___ Given records ___

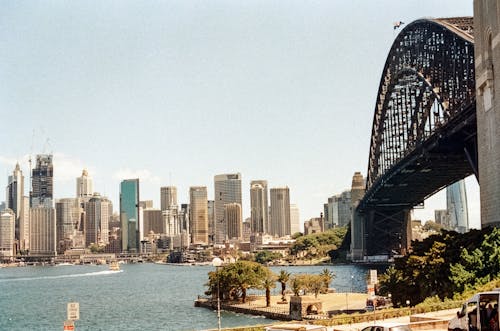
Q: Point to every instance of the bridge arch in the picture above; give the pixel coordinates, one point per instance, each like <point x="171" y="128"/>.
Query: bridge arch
<point x="424" y="130"/>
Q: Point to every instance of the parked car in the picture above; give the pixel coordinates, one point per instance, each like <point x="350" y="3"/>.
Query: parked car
<point x="387" y="327"/>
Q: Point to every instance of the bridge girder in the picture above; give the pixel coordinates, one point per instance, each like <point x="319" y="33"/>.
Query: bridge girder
<point x="424" y="127"/>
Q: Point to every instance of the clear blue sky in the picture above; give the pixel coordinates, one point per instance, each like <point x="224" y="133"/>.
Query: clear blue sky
<point x="175" y="92"/>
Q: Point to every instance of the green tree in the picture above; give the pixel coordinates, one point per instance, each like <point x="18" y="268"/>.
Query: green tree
<point x="283" y="278"/>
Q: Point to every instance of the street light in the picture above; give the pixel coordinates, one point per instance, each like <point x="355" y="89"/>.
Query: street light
<point x="217" y="262"/>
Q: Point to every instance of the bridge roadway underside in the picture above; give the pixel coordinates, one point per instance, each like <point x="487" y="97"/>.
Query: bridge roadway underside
<point x="446" y="157"/>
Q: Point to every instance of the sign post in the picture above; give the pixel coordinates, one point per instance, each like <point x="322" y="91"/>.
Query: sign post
<point x="73" y="315"/>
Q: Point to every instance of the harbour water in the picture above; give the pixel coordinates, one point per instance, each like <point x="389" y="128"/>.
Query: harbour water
<point x="138" y="297"/>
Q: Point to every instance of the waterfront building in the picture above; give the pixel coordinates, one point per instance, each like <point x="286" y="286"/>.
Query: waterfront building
<point x="42" y="182"/>
<point x="487" y="71"/>
<point x="171" y="223"/>
<point x="168" y="197"/>
<point x="211" y="221"/>
<point x="153" y="221"/>
<point x="14" y="199"/>
<point x="84" y="186"/>
<point x="456" y="205"/>
<point x="259" y="206"/>
<point x="280" y="212"/>
<point x="43" y="232"/>
<point x="227" y="190"/>
<point x="24" y="231"/>
<point x="233" y="219"/>
<point x="146" y="204"/>
<point x="314" y="225"/>
<point x="97" y="218"/>
<point x="68" y="214"/>
<point x="7" y="232"/>
<point x="294" y="218"/>
<point x="357" y="189"/>
<point x="198" y="214"/>
<point x="130" y="215"/>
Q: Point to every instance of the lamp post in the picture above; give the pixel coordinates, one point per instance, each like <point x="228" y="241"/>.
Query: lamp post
<point x="217" y="262"/>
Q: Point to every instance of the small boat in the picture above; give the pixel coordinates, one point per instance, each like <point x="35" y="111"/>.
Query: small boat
<point x="114" y="266"/>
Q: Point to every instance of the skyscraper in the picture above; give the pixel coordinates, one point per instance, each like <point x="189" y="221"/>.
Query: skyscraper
<point x="294" y="218"/>
<point x="129" y="215"/>
<point x="168" y="197"/>
<point x="227" y="190"/>
<point x="198" y="214"/>
<point x="456" y="204"/>
<point x="43" y="240"/>
<point x="259" y="206"/>
<point x="97" y="219"/>
<point x="280" y="212"/>
<point x="68" y="213"/>
<point x="7" y="229"/>
<point x="14" y="201"/>
<point x="234" y="220"/>
<point x="84" y="186"/>
<point x="42" y="182"/>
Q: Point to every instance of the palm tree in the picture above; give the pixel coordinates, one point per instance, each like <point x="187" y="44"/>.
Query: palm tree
<point x="268" y="283"/>
<point x="327" y="276"/>
<point x="283" y="278"/>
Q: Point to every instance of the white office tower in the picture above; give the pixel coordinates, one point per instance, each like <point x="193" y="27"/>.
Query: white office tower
<point x="7" y="233"/>
<point x="294" y="218"/>
<point x="259" y="207"/>
<point x="227" y="190"/>
<point x="168" y="197"/>
<point x="280" y="212"/>
<point x="84" y="186"/>
<point x="456" y="204"/>
<point x="198" y="214"/>
<point x="234" y="220"/>
<point x="43" y="231"/>
<point x="68" y="213"/>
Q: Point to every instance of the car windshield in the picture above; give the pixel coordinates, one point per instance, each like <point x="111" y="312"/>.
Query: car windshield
<point x="400" y="328"/>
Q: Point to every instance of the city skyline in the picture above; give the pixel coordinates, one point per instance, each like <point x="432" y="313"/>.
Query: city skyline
<point x="215" y="96"/>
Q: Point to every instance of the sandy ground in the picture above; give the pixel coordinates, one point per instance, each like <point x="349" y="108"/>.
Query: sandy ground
<point x="330" y="301"/>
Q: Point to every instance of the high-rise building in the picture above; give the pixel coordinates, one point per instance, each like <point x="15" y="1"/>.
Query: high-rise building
<point x="97" y="219"/>
<point x="168" y="197"/>
<point x="43" y="233"/>
<point x="84" y="186"/>
<point x="294" y="218"/>
<point x="227" y="190"/>
<point x="24" y="226"/>
<point x="153" y="221"/>
<point x="487" y="71"/>
<point x="211" y="221"/>
<point x="259" y="206"/>
<point x="280" y="212"/>
<point x="7" y="232"/>
<point x="14" y="201"/>
<point x="456" y="205"/>
<point x="68" y="213"/>
<point x="357" y="189"/>
<point x="42" y="182"/>
<point x="198" y="214"/>
<point x="130" y="215"/>
<point x="234" y="220"/>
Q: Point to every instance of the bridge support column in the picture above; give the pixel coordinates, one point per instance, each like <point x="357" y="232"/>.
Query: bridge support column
<point x="388" y="231"/>
<point x="357" y="236"/>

___

Give back the lines of the listing from the one with "Q: Point to every instance of the palm" through the end, both included, exactly as written and with nothing added.

Q: Point to every instance of the palm tree in the picture above; give the pixel coordinates, one point per instance, each like <point x="187" y="44"/>.
Query: palm tree
<point x="268" y="283"/>
<point x="327" y="276"/>
<point x="283" y="278"/>
Q: Point to every instance of the white office tower in the picture above; give the pixel coordinates, one point per instance, each like <point x="193" y="27"/>.
Query: white office tower
<point x="7" y="233"/>
<point x="294" y="218"/>
<point x="259" y="207"/>
<point x="227" y="190"/>
<point x="168" y="197"/>
<point x="280" y="212"/>
<point x="84" y="186"/>
<point x="456" y="204"/>
<point x="198" y="214"/>
<point x="234" y="220"/>
<point x="43" y="231"/>
<point x="68" y="213"/>
Q: Point to every instance of the car windshield in the picture above; give the pixel coordinates, one point per instance, each like <point x="111" y="312"/>.
Query: car windshield
<point x="400" y="328"/>
Q: Point to every instance of the city skyline in the picture above; give the pixel coordinates, one point per instance, each like <point x="432" y="313"/>.
Query: city skyline
<point x="215" y="96"/>
Q: Point to every instance of the sandy ground in the picture above; give the pixel coordinates, one point per instance, each like <point x="349" y="108"/>.
Query: sandy ground
<point x="330" y="301"/>
Q: Point to every instance of the high-rise building in the picture above; give the pixel coordinates, one point per instance, each like <point x="15" y="1"/>.
Query: high-rise building
<point x="97" y="219"/>
<point x="168" y="197"/>
<point x="43" y="233"/>
<point x="84" y="186"/>
<point x="294" y="218"/>
<point x="227" y="190"/>
<point x="24" y="226"/>
<point x="153" y="221"/>
<point x="487" y="71"/>
<point x="211" y="221"/>
<point x="259" y="206"/>
<point x="280" y="212"/>
<point x="7" y="232"/>
<point x="14" y="201"/>
<point x="456" y="205"/>
<point x="68" y="213"/>
<point x="357" y="189"/>
<point x="42" y="182"/>
<point x="198" y="214"/>
<point x="130" y="215"/>
<point x="234" y="220"/>
Q: Point to every instance of the bridge support column in the picture above; give the pixel coordinates, one point per instance, each like <point x="357" y="232"/>.
Query: bridge support column
<point x="388" y="231"/>
<point x="357" y="236"/>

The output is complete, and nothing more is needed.